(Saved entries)
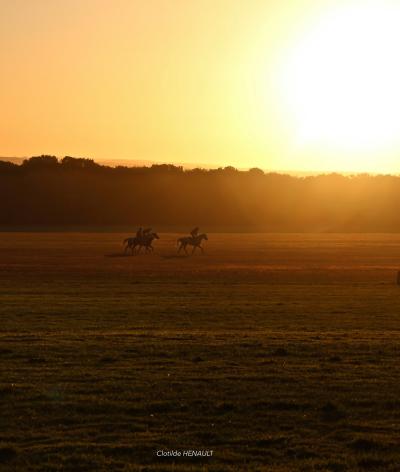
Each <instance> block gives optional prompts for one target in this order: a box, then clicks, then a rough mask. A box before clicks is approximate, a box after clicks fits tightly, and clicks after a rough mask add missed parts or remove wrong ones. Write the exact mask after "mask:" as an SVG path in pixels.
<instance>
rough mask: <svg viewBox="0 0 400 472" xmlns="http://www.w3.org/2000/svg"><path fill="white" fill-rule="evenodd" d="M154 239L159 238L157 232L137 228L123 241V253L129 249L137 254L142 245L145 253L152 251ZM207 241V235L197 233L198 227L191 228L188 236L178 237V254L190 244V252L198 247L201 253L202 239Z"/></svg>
mask: <svg viewBox="0 0 400 472" xmlns="http://www.w3.org/2000/svg"><path fill="white" fill-rule="evenodd" d="M155 239H160V237H159V236H158V234H157V233H155V232H154V231H152V228H144V229H143V228H139V229H138V230H137V231H136V235H135V236H132V237H130V238H126V239H124V241H123V244H124V245H125V249H124V253H125V254H127V253H128V251H129V250H130V251H131V254H132V255H133V254H135V253H137V254H139V253H140V251H141V249H142V248H143V247H144V249H145V253H150V252H153V251H154V247H153V245H152V243H153V241H154V240H155ZM204 240H205V241H207V240H208V237H207V235H206V234H205V233H202V234H199V228H198V227H196V228H193V229H192V231H190V236H184V237H182V238H178V240H177V245H178V254H179V253H180V252H181V251H182V249H183V250H184V252H185V253H186V254H188V252H187V246H192V247H193V249H192V254H194V252H195V251H196V249H200V250H201V252H202V253H204V248H203V247H202V246H201V243H202V242H203V241H204Z"/></svg>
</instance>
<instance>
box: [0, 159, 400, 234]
mask: <svg viewBox="0 0 400 472" xmlns="http://www.w3.org/2000/svg"><path fill="white" fill-rule="evenodd" d="M399 201H400V177H396V176H392V175H377V176H371V175H368V174H357V175H354V176H343V175H340V174H326V175H319V176H308V177H294V176H290V175H284V174H278V173H268V174H266V173H264V172H263V171H262V170H260V169H257V168H254V169H250V170H249V171H239V170H237V169H235V168H233V167H225V168H219V169H210V170H206V169H200V168H198V169H191V170H184V169H183V168H182V167H180V166H175V165H172V164H161V165H153V166H151V167H123V166H118V167H115V168H114V167H108V166H102V165H99V164H97V163H95V162H94V161H92V160H90V159H82V158H72V157H65V158H63V159H60V160H57V158H56V157H54V156H38V157H33V158H30V159H27V160H25V161H24V162H23V163H22V164H20V165H17V164H14V163H11V162H5V161H1V162H0V225H2V226H7V225H9V226H13V225H17V226H18V225H39V226H40V225H42V226H46V225H60V226H68V225H85V226H90V225H94V226H96V225H97V226H113V225H114V226H115V225H134V224H138V225H139V224H142V223H146V224H150V225H154V226H157V225H161V226H164V227H165V226H174V225H180V226H187V225H188V226H191V225H201V226H203V227H204V226H207V225H208V226H210V227H224V228H226V229H229V228H241V230H242V231H243V230H244V231H260V230H262V231H272V232H274V231H278V232H280V231H290V232H296V231H300V232H313V231H317V232H397V231H400V219H399V217H398V212H399Z"/></svg>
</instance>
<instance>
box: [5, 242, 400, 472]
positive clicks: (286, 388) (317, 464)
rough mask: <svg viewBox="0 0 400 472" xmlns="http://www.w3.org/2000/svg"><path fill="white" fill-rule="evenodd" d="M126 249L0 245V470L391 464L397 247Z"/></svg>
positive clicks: (264, 245) (300, 244) (397, 316)
mask: <svg viewBox="0 0 400 472" xmlns="http://www.w3.org/2000/svg"><path fill="white" fill-rule="evenodd" d="M123 237H126V235H122V234H115V233H114V234H113V233H101V234H100V233H92V234H89V233H70V234H67V233H0V316H1V318H0V319H1V323H0V470H18V471H19V470H21V471H64V470H65V471H71V472H72V471H79V470H81V471H86V470H93V471H110V470H112V471H114V470H115V471H136V470H147V471H152V470H175V471H188V470H213V471H217V470H218V471H225V470H226V471H229V470H240V471H251V470H265V471H268V472H284V471H285V472H287V471H304V472H306V471H332V472H340V471H359V470H360V471H364V470H365V471H369V470H382V471H392V472H394V471H398V470H399V467H400V466H399V464H400V453H399V451H398V449H397V446H398V442H399V428H400V389H399V381H400V363H399V361H400V287H399V286H397V285H396V275H397V270H399V269H400V236H398V235H334V234H330V235H288V234H286V235H273V234H259V235H240V234H210V235H209V238H210V240H209V241H208V242H206V243H205V244H204V246H205V248H206V254H205V255H204V256H202V255H200V254H199V255H196V256H195V257H187V258H185V257H176V256H175V251H176V246H175V243H174V241H175V240H176V237H177V235H175V234H161V238H162V239H161V240H160V241H156V242H155V247H156V251H155V254H153V255H149V256H145V255H139V256H135V257H120V256H119V253H121V252H122V245H121V241H122V239H123ZM175 449H177V450H184V449H207V450H213V451H214V452H213V457H212V458H190V459H188V458H178V459H173V458H160V457H157V456H156V451H157V450H175Z"/></svg>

> **EXERCISE**: Without the pictures, return all the records precisely as they stand.

> **FINISHED TASK**:
Each <instance> block gives optional prompts for one target in this order: a box, then clicks, then a rough mask. A box before clicks is approximate, a box after clicks fits tightly, and clicks after a rough mask add missed parts or remove wrong ones. Write the exact mask after "mask:" as an SVG path in pixels.
<instance>
rough mask: <svg viewBox="0 0 400 472" xmlns="http://www.w3.org/2000/svg"><path fill="white" fill-rule="evenodd" d="M154 239L159 238L157 232L137 228L123 241V253L129 249L137 254L142 245L145 253L152 251ZM207 241V235L197 233L198 227L191 228L188 236L178 237V254L190 244V252L198 247L201 253L202 239Z"/></svg>
mask: <svg viewBox="0 0 400 472" xmlns="http://www.w3.org/2000/svg"><path fill="white" fill-rule="evenodd" d="M155 239H160V237H159V236H158V234H157V233H155V232H154V231H152V228H144V229H143V228H139V229H138V230H137V231H136V235H135V236H132V237H130V238H126V239H124V241H123V244H124V245H125V249H124V253H125V254H127V253H128V251H129V250H130V251H131V254H132V255H133V254H135V253H137V254H139V253H140V251H141V249H142V248H143V247H144V249H145V253H150V252H153V251H154V247H153V245H152V243H153V241H154V240H155ZM204 240H205V241H207V240H208V237H207V235H206V234H205V233H202V234H199V228H198V227H196V228H193V229H192V231H190V236H184V237H182V238H178V240H177V245H178V254H179V253H180V252H181V251H182V249H183V250H184V252H185V253H186V254H188V252H187V246H192V247H193V249H192V254H194V252H195V251H196V249H200V250H201V252H202V253H204V248H203V247H202V246H201V243H202V242H203V241H204Z"/></svg>
</instance>
<instance>
box: [0, 159, 400, 234]
mask: <svg viewBox="0 0 400 472" xmlns="http://www.w3.org/2000/svg"><path fill="white" fill-rule="evenodd" d="M399 201H400V177H396V176H392V175H377V176H371V175H368V174H357V175H354V176H343V175H340V174H326V175H319V176H308V177H294V176H290V175H284V174H278V173H268V174H266V173H264V172H263V171H262V170H260V169H257V168H254V169H250V170H249V171H239V170H237V169H235V168H233V167H225V168H219V169H210V170H206V169H200V168H198V169H191V170H184V169H183V168H182V167H180V166H175V165H172V164H161V165H153V166H151V167H123V166H118V167H115V168H114V167H108V166H102V165H99V164H97V163H95V162H94V161H92V160H90V159H82V158H72V157H65V158H63V159H60V160H57V158H56V157H54V156H38V157H33V158H30V159H27V160H25V161H24V162H23V163H22V164H20V165H17V164H14V163H11V162H5V161H1V162H0V225H2V226H7V225H9V226H13V225H17V226H18V225H39V226H40V225H42V226H46V225H60V226H68V225H85V226H90V225H94V226H96V225H97V226H113V225H114V226H115V225H134V224H138V225H139V224H142V223H146V224H150V225H154V226H157V225H161V226H164V227H165V226H174V225H180V226H187V225H188V226H191V225H201V226H203V227H204V226H207V225H208V226H210V227H224V228H226V229H229V228H241V230H242V231H243V230H244V231H260V230H262V231H272V232H274V231H278V232H280V231H290V232H296V231H300V232H313V231H317V232H397V231H400V219H399V217H398V212H399Z"/></svg>
</instance>
<instance>
box: [5, 242, 400, 472]
positive clicks: (286, 388) (317, 464)
rough mask: <svg viewBox="0 0 400 472" xmlns="http://www.w3.org/2000/svg"><path fill="white" fill-rule="evenodd" d="M126 249L0 245V470L391 464L397 247Z"/></svg>
positive clicks: (264, 245) (300, 244) (397, 316)
mask: <svg viewBox="0 0 400 472" xmlns="http://www.w3.org/2000/svg"><path fill="white" fill-rule="evenodd" d="M123 237H126V235H122V234H115V233H114V234H113V233H101V234H100V233H92V234H89V233H70V234H67V233H0V316H1V318H0V319H1V323H0V470H18V471H19V470H21V471H64V470H65V471H71V472H72V471H79V470H81V471H86V470H93V471H110V470H112V471H114V470H115V471H136V470H147V471H152V470H175V471H188V470H213V471H217V470H218V471H225V470H226V471H229V470H240V471H251V470H265V471H268V472H284V471H285V472H287V471H304V472H306V471H332V472H340V471H359V470H360V471H364V470H365V471H369V470H382V471H392V472H394V471H398V470H399V467H400V466H399V464H400V453H399V451H398V449H397V446H398V442H399V428H400V389H399V381H400V363H399V361H400V287H399V286H397V285H396V275H397V270H399V269H400V236H398V235H334V234H330V235H288V234H286V235H273V234H259V235H240V234H210V235H209V238H210V240H209V241H208V242H206V243H205V244H204V246H205V248H206V254H205V255H204V256H202V255H200V254H199V255H196V256H195V257H187V258H185V257H176V256H175V251H176V246H175V243H174V241H175V240H176V237H177V235H175V234H161V238H162V239H161V240H160V241H156V242H155V247H156V251H155V254H153V255H149V256H145V255H139V256H135V257H120V256H119V253H121V252H122V245H121V241H122V239H123ZM175 449H177V450H184V449H207V450H213V451H214V452H213V457H212V458H190V459H188V458H178V459H173V458H160V457H157V456H156V451H157V450H175Z"/></svg>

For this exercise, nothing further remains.